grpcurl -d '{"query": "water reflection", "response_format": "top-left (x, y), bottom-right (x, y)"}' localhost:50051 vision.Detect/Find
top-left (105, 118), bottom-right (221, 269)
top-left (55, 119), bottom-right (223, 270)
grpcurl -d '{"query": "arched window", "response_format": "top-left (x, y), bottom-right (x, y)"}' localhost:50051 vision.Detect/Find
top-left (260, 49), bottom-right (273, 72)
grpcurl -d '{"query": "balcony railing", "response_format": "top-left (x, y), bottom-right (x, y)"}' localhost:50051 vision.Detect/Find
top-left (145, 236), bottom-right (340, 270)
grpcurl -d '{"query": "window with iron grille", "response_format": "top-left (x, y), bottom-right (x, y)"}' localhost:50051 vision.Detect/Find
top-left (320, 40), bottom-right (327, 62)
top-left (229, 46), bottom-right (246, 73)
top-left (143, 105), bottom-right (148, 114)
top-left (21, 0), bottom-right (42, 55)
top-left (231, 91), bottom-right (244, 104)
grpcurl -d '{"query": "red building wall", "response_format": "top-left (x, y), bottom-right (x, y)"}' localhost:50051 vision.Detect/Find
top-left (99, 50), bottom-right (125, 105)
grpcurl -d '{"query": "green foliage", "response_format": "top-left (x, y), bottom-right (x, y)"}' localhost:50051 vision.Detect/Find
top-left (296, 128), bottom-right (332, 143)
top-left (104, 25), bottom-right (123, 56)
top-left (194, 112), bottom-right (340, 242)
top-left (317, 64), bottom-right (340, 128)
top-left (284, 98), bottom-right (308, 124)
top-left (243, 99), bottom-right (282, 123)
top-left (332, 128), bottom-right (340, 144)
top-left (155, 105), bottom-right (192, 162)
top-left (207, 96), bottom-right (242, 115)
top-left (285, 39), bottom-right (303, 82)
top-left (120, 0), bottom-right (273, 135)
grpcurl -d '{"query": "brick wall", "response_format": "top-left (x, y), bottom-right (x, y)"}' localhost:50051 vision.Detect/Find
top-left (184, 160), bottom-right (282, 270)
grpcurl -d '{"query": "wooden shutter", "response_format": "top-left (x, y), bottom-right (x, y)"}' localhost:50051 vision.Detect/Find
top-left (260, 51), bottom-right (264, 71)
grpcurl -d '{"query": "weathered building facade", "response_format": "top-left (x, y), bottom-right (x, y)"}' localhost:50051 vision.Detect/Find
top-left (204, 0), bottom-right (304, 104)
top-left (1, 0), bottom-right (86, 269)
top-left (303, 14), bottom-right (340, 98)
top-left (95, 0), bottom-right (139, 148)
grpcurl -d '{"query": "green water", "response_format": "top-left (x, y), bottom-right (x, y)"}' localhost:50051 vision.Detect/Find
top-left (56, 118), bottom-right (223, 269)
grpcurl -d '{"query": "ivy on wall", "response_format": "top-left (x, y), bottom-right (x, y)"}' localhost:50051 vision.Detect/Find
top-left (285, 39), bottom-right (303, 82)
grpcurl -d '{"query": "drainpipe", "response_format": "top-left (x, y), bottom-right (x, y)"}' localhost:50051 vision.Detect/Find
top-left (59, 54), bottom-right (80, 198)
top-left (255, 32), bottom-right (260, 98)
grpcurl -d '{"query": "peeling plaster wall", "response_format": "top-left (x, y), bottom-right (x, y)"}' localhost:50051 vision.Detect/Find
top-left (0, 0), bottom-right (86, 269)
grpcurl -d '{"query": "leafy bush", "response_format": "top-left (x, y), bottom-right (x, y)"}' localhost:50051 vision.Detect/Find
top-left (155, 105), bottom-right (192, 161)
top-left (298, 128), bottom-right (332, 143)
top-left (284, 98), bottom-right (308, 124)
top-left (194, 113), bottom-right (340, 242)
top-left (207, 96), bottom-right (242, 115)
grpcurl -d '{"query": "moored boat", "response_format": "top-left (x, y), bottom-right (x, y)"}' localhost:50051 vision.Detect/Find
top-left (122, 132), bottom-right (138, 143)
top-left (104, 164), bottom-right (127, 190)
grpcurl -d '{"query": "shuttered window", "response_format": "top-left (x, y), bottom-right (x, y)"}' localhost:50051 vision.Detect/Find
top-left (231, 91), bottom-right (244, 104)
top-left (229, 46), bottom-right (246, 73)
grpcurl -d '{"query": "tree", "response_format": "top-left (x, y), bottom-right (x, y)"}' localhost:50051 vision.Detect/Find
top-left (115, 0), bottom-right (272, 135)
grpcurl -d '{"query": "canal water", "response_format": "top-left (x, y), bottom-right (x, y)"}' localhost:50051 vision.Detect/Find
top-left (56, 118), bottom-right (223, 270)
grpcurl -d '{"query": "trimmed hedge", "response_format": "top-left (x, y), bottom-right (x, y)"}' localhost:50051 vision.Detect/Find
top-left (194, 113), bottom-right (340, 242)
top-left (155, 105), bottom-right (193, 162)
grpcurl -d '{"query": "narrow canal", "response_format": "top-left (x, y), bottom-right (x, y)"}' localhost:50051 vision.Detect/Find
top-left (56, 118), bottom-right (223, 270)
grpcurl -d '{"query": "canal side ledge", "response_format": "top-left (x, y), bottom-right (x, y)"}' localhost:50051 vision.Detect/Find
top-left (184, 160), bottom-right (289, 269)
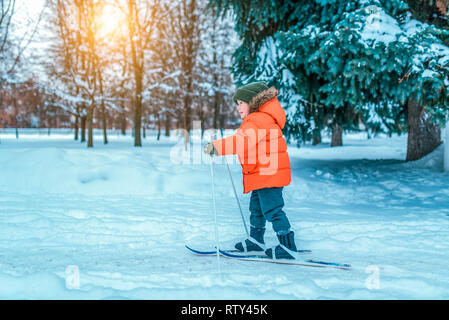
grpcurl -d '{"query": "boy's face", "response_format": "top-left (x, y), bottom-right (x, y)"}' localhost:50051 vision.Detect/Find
top-left (237, 100), bottom-right (249, 119)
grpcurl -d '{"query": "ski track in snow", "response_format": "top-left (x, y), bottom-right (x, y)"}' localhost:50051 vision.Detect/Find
top-left (0, 134), bottom-right (449, 299)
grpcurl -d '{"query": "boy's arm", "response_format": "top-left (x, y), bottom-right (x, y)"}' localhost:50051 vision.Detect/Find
top-left (212, 135), bottom-right (237, 156)
top-left (212, 123), bottom-right (265, 163)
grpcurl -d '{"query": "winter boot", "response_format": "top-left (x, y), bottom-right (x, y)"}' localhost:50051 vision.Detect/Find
top-left (235, 227), bottom-right (265, 252)
top-left (265, 231), bottom-right (298, 259)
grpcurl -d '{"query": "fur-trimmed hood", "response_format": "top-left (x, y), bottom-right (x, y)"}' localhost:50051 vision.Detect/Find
top-left (248, 87), bottom-right (287, 129)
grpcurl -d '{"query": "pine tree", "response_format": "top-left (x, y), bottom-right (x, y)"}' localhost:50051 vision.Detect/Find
top-left (212, 0), bottom-right (447, 159)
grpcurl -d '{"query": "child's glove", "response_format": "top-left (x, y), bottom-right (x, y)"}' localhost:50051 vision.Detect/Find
top-left (204, 142), bottom-right (218, 157)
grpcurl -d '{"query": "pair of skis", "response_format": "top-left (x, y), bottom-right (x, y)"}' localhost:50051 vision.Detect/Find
top-left (186, 245), bottom-right (351, 270)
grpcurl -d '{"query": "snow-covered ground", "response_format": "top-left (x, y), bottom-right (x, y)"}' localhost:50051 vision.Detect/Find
top-left (0, 132), bottom-right (449, 299)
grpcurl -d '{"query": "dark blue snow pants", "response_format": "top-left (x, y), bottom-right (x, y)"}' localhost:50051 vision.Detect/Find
top-left (249, 187), bottom-right (290, 234)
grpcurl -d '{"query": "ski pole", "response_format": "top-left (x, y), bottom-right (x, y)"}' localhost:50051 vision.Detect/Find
top-left (210, 136), bottom-right (221, 274)
top-left (224, 157), bottom-right (249, 238)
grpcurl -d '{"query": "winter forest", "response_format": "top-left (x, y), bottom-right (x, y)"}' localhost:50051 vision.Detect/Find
top-left (0, 0), bottom-right (449, 300)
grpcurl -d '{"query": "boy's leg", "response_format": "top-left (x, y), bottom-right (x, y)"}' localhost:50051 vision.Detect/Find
top-left (235, 190), bottom-right (266, 252)
top-left (257, 187), bottom-right (290, 235)
top-left (259, 187), bottom-right (297, 259)
top-left (249, 190), bottom-right (267, 229)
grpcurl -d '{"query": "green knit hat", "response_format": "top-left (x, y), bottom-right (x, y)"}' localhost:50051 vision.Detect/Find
top-left (232, 81), bottom-right (268, 103)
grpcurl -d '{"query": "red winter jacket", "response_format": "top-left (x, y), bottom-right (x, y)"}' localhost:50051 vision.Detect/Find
top-left (212, 88), bottom-right (291, 193)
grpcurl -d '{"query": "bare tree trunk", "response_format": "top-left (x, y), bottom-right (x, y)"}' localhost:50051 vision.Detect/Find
top-left (87, 106), bottom-right (94, 148)
top-left (331, 123), bottom-right (343, 147)
top-left (157, 112), bottom-right (161, 141)
top-left (101, 101), bottom-right (108, 144)
top-left (120, 113), bottom-right (126, 136)
top-left (405, 96), bottom-right (441, 161)
top-left (312, 129), bottom-right (321, 146)
top-left (165, 112), bottom-right (171, 137)
top-left (80, 116), bottom-right (87, 142)
top-left (75, 112), bottom-right (80, 141)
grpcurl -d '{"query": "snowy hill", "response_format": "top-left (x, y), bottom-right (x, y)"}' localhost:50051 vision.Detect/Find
top-left (0, 129), bottom-right (449, 299)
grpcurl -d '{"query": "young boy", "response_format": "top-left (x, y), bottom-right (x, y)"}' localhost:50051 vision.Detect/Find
top-left (204, 82), bottom-right (297, 259)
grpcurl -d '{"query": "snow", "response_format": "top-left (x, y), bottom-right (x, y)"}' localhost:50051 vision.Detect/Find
top-left (0, 130), bottom-right (449, 299)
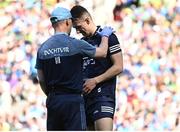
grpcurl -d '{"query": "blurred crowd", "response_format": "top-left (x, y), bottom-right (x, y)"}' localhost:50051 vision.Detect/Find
top-left (0, 0), bottom-right (180, 131)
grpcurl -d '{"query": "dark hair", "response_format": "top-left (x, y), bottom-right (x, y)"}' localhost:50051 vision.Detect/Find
top-left (71, 5), bottom-right (91, 19)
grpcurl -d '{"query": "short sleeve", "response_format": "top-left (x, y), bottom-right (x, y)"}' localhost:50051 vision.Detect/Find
top-left (35, 52), bottom-right (42, 69)
top-left (77, 40), bottom-right (96, 57)
top-left (109, 34), bottom-right (121, 55)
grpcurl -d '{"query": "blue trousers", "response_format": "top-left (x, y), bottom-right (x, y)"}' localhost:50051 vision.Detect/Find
top-left (46, 93), bottom-right (87, 131)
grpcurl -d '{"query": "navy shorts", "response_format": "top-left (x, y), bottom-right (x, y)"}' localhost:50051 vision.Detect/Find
top-left (46, 93), bottom-right (87, 131)
top-left (85, 96), bottom-right (115, 126)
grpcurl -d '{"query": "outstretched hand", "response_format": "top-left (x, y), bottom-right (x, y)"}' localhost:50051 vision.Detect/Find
top-left (97, 26), bottom-right (114, 37)
top-left (83, 78), bottom-right (97, 94)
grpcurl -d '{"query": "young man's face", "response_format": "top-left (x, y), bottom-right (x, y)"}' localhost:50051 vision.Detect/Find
top-left (73, 18), bottom-right (91, 37)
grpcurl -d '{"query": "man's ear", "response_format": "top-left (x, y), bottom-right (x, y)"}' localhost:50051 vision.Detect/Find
top-left (85, 17), bottom-right (90, 25)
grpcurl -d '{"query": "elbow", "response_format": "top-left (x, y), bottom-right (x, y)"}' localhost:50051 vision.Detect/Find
top-left (100, 51), bottom-right (107, 58)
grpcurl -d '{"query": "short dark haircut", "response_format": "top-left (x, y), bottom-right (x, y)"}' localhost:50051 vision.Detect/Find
top-left (71, 5), bottom-right (91, 19)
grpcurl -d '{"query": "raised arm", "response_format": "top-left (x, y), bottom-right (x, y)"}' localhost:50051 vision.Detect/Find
top-left (94, 27), bottom-right (113, 58)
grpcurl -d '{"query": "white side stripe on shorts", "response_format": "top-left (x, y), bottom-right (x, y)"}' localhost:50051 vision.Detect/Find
top-left (101, 106), bottom-right (114, 114)
top-left (109, 44), bottom-right (121, 53)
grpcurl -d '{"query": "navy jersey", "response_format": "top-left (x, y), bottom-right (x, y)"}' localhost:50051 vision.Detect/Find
top-left (35, 33), bottom-right (96, 92)
top-left (82, 27), bottom-right (121, 98)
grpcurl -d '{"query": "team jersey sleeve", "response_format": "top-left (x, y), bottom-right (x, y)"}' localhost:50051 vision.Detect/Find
top-left (35, 51), bottom-right (42, 69)
top-left (77, 40), bottom-right (96, 57)
top-left (108, 34), bottom-right (121, 55)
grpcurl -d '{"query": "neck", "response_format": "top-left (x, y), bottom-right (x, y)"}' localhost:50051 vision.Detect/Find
top-left (91, 24), bottom-right (97, 36)
top-left (55, 27), bottom-right (68, 34)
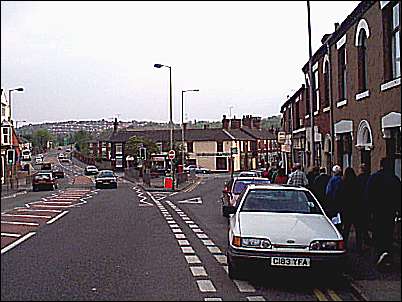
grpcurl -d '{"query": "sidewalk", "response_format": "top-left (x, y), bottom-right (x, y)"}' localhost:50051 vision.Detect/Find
top-left (346, 226), bottom-right (401, 301)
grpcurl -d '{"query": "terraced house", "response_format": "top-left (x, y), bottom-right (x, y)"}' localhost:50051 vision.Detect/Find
top-left (281, 1), bottom-right (401, 177)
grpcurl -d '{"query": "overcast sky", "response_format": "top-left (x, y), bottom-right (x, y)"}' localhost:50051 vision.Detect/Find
top-left (1, 1), bottom-right (359, 125)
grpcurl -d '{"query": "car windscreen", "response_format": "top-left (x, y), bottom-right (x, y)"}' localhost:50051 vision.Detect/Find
top-left (99, 172), bottom-right (114, 177)
top-left (233, 179), bottom-right (270, 194)
top-left (241, 189), bottom-right (323, 214)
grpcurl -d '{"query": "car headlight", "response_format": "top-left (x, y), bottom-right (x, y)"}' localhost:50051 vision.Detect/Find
top-left (234, 238), bottom-right (272, 249)
top-left (310, 240), bottom-right (345, 251)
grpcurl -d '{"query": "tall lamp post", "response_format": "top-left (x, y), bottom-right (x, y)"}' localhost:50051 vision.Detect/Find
top-left (181, 89), bottom-right (200, 168)
top-left (307, 1), bottom-right (315, 166)
top-left (154, 64), bottom-right (174, 189)
top-left (8, 87), bottom-right (24, 123)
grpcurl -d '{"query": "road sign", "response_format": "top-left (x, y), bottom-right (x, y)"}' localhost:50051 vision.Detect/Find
top-left (168, 150), bottom-right (176, 159)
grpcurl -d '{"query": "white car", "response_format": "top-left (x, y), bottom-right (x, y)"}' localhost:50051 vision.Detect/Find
top-left (227, 185), bottom-right (346, 279)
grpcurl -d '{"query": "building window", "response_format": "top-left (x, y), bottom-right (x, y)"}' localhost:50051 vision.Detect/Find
top-left (357, 28), bottom-right (368, 92)
top-left (187, 142), bottom-right (194, 153)
top-left (313, 69), bottom-right (320, 112)
top-left (2, 127), bottom-right (11, 145)
top-left (216, 142), bottom-right (223, 152)
top-left (324, 61), bottom-right (329, 108)
top-left (338, 46), bottom-right (347, 101)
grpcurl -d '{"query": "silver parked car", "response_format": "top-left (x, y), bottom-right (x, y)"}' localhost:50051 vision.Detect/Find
top-left (227, 185), bottom-right (345, 279)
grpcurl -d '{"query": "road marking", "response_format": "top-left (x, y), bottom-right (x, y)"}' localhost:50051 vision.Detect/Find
top-left (190, 266), bottom-right (208, 277)
top-left (2, 214), bottom-right (52, 219)
top-left (313, 288), bottom-right (328, 301)
top-left (1, 220), bottom-right (39, 226)
top-left (214, 255), bottom-right (228, 264)
top-left (46, 211), bottom-right (68, 224)
top-left (197, 280), bottom-right (216, 293)
top-left (207, 246), bottom-right (222, 254)
top-left (1, 232), bottom-right (36, 255)
top-left (1, 233), bottom-right (21, 238)
top-left (184, 256), bottom-right (201, 264)
top-left (201, 239), bottom-right (215, 246)
top-left (246, 296), bottom-right (266, 301)
top-left (180, 246), bottom-right (195, 254)
top-left (233, 280), bottom-right (255, 293)
top-left (177, 240), bottom-right (190, 246)
top-left (327, 289), bottom-right (342, 301)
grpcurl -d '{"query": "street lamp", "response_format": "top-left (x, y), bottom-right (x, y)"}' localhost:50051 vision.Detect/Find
top-left (8, 87), bottom-right (24, 122)
top-left (181, 89), bottom-right (200, 168)
top-left (154, 64), bottom-right (174, 189)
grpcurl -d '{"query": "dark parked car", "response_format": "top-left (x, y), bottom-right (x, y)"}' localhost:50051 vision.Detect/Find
top-left (32, 172), bottom-right (57, 192)
top-left (95, 170), bottom-right (117, 189)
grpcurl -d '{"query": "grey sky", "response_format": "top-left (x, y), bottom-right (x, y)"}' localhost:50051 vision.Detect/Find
top-left (1, 1), bottom-right (359, 123)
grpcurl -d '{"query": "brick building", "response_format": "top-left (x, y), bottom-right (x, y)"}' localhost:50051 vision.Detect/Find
top-left (281, 1), bottom-right (401, 177)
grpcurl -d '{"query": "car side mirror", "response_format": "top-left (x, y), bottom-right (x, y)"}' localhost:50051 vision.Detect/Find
top-left (222, 205), bottom-right (236, 217)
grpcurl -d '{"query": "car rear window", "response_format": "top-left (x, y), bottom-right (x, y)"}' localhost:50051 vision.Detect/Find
top-left (241, 189), bottom-right (323, 214)
top-left (233, 178), bottom-right (270, 194)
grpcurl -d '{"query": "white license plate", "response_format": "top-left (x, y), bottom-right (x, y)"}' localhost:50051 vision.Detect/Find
top-left (271, 257), bottom-right (310, 267)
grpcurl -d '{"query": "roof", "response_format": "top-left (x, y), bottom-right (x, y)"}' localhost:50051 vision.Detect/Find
top-left (241, 127), bottom-right (276, 140)
top-left (302, 1), bottom-right (378, 73)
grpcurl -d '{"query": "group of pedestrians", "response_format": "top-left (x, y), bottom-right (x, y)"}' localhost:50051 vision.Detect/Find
top-left (287, 158), bottom-right (401, 265)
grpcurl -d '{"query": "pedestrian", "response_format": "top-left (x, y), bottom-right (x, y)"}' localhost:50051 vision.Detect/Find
top-left (313, 167), bottom-right (330, 210)
top-left (357, 163), bottom-right (372, 249)
top-left (306, 166), bottom-right (320, 191)
top-left (335, 167), bottom-right (363, 253)
top-left (274, 168), bottom-right (288, 185)
top-left (288, 163), bottom-right (308, 187)
top-left (325, 165), bottom-right (342, 230)
top-left (365, 158), bottom-right (401, 266)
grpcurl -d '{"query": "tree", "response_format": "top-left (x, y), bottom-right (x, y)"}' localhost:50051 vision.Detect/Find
top-left (124, 136), bottom-right (159, 166)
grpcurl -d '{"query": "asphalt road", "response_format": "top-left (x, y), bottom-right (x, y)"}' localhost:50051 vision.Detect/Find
top-left (1, 156), bottom-right (354, 301)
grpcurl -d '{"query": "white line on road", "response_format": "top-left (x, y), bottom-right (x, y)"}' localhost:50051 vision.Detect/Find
top-left (1, 220), bottom-right (39, 226)
top-left (1, 233), bottom-right (21, 238)
top-left (197, 280), bottom-right (216, 293)
top-left (46, 211), bottom-right (68, 224)
top-left (1, 232), bottom-right (36, 254)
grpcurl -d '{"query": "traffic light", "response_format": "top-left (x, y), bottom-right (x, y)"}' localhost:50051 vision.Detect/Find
top-left (7, 149), bottom-right (15, 165)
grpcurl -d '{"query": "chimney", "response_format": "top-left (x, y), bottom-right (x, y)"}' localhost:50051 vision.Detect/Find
top-left (230, 116), bottom-right (241, 129)
top-left (321, 34), bottom-right (331, 44)
top-left (113, 117), bottom-right (118, 132)
top-left (250, 116), bottom-right (261, 130)
top-left (242, 115), bottom-right (252, 128)
top-left (222, 115), bottom-right (230, 130)
top-left (334, 22), bottom-right (339, 31)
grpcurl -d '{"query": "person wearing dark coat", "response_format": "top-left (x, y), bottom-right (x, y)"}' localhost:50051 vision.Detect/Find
top-left (335, 167), bottom-right (363, 252)
top-left (365, 158), bottom-right (401, 266)
top-left (312, 167), bottom-right (331, 211)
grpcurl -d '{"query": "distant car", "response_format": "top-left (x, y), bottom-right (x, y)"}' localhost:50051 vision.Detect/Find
top-left (35, 155), bottom-right (43, 165)
top-left (221, 177), bottom-right (270, 217)
top-left (237, 171), bottom-right (261, 177)
top-left (84, 166), bottom-right (99, 175)
top-left (227, 185), bottom-right (346, 279)
top-left (52, 167), bottom-right (64, 178)
top-left (32, 172), bottom-right (57, 192)
top-left (95, 170), bottom-right (117, 189)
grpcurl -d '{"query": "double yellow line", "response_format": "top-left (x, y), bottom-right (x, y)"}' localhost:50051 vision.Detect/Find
top-left (313, 288), bottom-right (343, 301)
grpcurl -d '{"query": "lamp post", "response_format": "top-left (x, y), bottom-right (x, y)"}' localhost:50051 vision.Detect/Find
top-left (154, 64), bottom-right (174, 189)
top-left (181, 89), bottom-right (200, 168)
top-left (8, 87), bottom-right (24, 124)
top-left (307, 1), bottom-right (315, 166)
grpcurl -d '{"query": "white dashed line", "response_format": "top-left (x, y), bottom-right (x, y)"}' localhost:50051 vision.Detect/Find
top-left (233, 280), bottom-right (255, 293)
top-left (184, 256), bottom-right (201, 264)
top-left (190, 266), bottom-right (208, 277)
top-left (197, 280), bottom-right (216, 293)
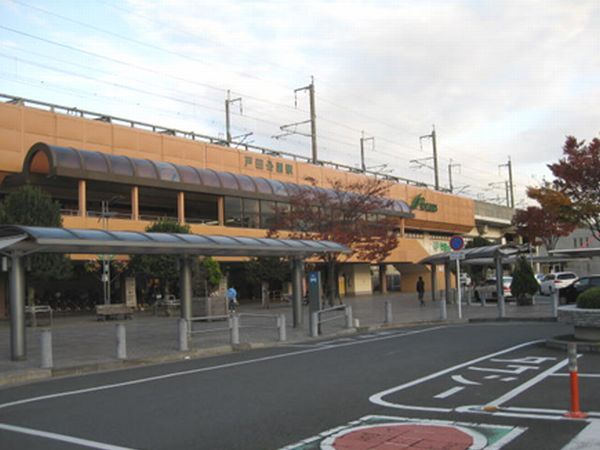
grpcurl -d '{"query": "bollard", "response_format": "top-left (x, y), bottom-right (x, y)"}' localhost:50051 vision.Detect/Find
top-left (177, 319), bottom-right (190, 352)
top-left (440, 299), bottom-right (448, 320)
top-left (116, 323), bottom-right (127, 359)
top-left (551, 289), bottom-right (558, 317)
top-left (346, 305), bottom-right (354, 328)
top-left (40, 328), bottom-right (54, 369)
top-left (310, 311), bottom-right (319, 337)
top-left (231, 313), bottom-right (240, 345)
top-left (277, 314), bottom-right (287, 342)
top-left (565, 342), bottom-right (587, 419)
top-left (384, 300), bottom-right (393, 324)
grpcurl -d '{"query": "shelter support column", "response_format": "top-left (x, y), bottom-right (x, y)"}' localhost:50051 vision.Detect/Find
top-left (77, 180), bottom-right (87, 217)
top-left (177, 191), bottom-right (185, 225)
top-left (179, 256), bottom-right (192, 321)
top-left (292, 257), bottom-right (304, 328)
top-left (217, 196), bottom-right (225, 227)
top-left (379, 264), bottom-right (387, 294)
top-left (431, 264), bottom-right (437, 302)
top-left (8, 253), bottom-right (27, 361)
top-left (444, 262), bottom-right (452, 303)
top-left (131, 186), bottom-right (140, 220)
top-left (494, 255), bottom-right (506, 318)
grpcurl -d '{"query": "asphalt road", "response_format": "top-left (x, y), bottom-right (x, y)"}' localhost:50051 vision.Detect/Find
top-left (0, 323), bottom-right (600, 450)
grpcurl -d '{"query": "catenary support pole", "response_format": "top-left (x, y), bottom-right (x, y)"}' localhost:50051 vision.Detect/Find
════
WORK REQUIRED:
Pull out every line of the listing above that contains the word "parked".

ANSWER TO THIS EXERCISE:
grpcurl -d '{"query": "silver parked car", "response_format": "top-left (x, y), bottom-right (x, y)"}' localhost:50051 vision.Detect/Find
grpcurl -d '{"query": "dark parked car", "response_format": "top-left (x, y), bottom-right (x, y)"}' localhost:50051 vision.Detect/Find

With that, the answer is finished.